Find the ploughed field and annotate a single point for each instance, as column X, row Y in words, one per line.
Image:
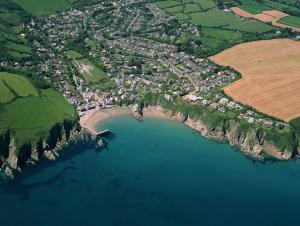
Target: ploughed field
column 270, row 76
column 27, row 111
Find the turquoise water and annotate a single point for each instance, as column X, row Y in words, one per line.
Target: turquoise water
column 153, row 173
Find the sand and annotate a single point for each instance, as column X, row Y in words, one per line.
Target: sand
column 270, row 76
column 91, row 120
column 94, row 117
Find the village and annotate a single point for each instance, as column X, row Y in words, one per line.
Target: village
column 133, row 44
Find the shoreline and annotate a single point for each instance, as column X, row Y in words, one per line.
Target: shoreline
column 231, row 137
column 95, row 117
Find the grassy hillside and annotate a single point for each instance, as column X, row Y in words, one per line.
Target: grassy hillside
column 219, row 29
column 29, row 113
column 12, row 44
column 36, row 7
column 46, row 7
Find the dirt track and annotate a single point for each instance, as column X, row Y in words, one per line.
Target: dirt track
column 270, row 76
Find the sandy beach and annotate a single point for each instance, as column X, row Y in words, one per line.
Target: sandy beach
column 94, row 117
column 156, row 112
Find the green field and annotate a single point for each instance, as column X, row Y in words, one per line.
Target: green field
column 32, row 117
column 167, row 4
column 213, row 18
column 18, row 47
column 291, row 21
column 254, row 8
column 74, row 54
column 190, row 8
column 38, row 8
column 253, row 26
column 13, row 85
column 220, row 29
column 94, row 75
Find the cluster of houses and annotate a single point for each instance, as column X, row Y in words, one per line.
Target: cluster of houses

.....

Should a picture appear among the entries above, omit it and repeat everything else exactly.

RESULT OF THE EXERCISE
Find the ploughed field and annotate a single point for each instance, as column X, row Y in words, one per line.
Image:
Target: ploughed field
column 270, row 76
column 27, row 111
Find the turquoise water and annotate a single point for each instance, as column X, row Y in words, one per line.
Target: turquoise water
column 153, row 173
Find the sand and annotate a single point for each instance, as column X, row Y in words, one per line.
Target: sand
column 270, row 76
column 91, row 120
column 94, row 117
Find the village and annotate a single point for each instance, as column X, row Y in words, one per line.
Target: village
column 133, row 44
Find the shoreline and annotate a single point for each instance, as column X, row Y in words, one per line.
Target: shoreline
column 231, row 137
column 95, row 117
Find the grassy hillside and annotate a single point for each instance, as column X, row Y in words, one per line.
Target: grassy hillside
column 219, row 29
column 29, row 113
column 12, row 44
column 36, row 7
column 46, row 7
Find the dirt track and annotate a single point for each instance, as column X, row Y in words, one per line.
Target: dirt track
column 270, row 76
Find the sandy beach and annotate a single point for each instance, as column X, row Y in words, one per line.
Target: sandy beach
column 94, row 117
column 156, row 112
Find the green field and annotate a single point for each instance, as column X, row Y in words, one per line.
Target: green field
column 32, row 117
column 167, row 4
column 213, row 18
column 18, row 47
column 291, row 21
column 254, row 8
column 74, row 54
column 190, row 8
column 38, row 8
column 253, row 26
column 13, row 85
column 220, row 29
column 94, row 75
Find the cluster of houses and annotate a single point for each instance, as column X, row Y in words, one per line.
Target: cluster of houses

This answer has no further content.